Location labeling records:
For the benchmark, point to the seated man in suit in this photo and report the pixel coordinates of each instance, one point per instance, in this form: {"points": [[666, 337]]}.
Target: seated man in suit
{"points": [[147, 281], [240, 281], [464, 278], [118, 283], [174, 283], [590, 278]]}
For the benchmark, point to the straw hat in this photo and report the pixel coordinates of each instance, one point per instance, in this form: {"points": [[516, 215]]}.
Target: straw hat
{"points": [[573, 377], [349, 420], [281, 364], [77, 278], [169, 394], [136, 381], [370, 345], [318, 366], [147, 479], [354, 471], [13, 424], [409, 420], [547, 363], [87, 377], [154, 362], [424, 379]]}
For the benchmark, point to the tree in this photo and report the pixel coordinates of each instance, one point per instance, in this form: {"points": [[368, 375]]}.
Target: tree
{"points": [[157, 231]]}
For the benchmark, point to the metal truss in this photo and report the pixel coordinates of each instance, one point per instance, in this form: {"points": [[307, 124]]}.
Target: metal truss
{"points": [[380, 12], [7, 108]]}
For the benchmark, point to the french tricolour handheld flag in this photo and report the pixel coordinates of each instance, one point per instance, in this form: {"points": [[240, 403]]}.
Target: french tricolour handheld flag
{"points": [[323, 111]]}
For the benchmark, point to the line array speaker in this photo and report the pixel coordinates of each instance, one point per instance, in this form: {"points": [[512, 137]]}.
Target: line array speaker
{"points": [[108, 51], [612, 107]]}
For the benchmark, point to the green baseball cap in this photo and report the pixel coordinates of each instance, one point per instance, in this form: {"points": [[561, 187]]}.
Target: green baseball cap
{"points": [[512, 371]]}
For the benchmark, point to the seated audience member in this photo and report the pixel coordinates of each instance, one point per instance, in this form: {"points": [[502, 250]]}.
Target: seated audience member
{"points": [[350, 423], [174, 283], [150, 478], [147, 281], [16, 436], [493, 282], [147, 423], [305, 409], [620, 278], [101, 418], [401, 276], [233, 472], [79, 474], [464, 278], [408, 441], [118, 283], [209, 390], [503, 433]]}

TASK DESCRIPTION
Copy out the whole listing exactly.

ANSWER TO THE EXERCISE
For the benchmark, point to the seated man in suit in this photo and report the pixel coordinates of each instance, one point per instance, in this form: {"points": [[666, 337]]}.
Target: seated man in suit
{"points": [[147, 281], [240, 281], [464, 278], [118, 283], [174, 283], [590, 278]]}
For the benchmark, point to the straw hat in this photo and report the pixel coordinates of each instance, one point per instance, in this form: {"points": [[516, 215]]}.
Target: straw hat
{"points": [[573, 377], [349, 420], [281, 364], [77, 278], [169, 394], [136, 381], [370, 345], [318, 366], [147, 479], [354, 471], [13, 424], [409, 420], [547, 363], [87, 377], [154, 362], [424, 379]]}
For the benchmark, point to the tree in this photo and report the pixel coordinates of each instance, one point per instance, in this form: {"points": [[368, 375]]}.
Target: tree
{"points": [[157, 231]]}
For the benchmark, point to the metal truss in this photo and report the pixel coordinates of each instance, one point per instance, in this form: {"points": [[307, 124]]}.
Target: metal truss
{"points": [[380, 12], [7, 108]]}
For the benchmark, point to the french tricolour handheld flag in this photo and report the pixel coordinates of each instance, one point per instance, in this form: {"points": [[240, 403]]}.
Target: french tricolour handheld flag
{"points": [[323, 111]]}
For the benchmark, point to the line array speaker in this photo and report the pixel coordinates of each instance, one point per instance, in this form: {"points": [[512, 137]]}.
Target: line array speaker
{"points": [[108, 51], [612, 107]]}
For the benchmark, point to the green baseball cap in this photo and report the pixel coordinates of each instance, one point per instance, in this form: {"points": [[561, 187]]}.
Target: green baseball cap
{"points": [[512, 371]]}
For the benchmark, point to the seated audience member in this photo and report the pixel coordinates of each instance, one point per instance, in this form: {"points": [[502, 250]]}.
Target: seated audience member
{"points": [[350, 423], [174, 283], [150, 478], [147, 281], [16, 436], [493, 282], [147, 423], [305, 409], [620, 278], [101, 418], [401, 276], [233, 472], [79, 474], [464, 278], [408, 441], [118, 283], [209, 390], [503, 433]]}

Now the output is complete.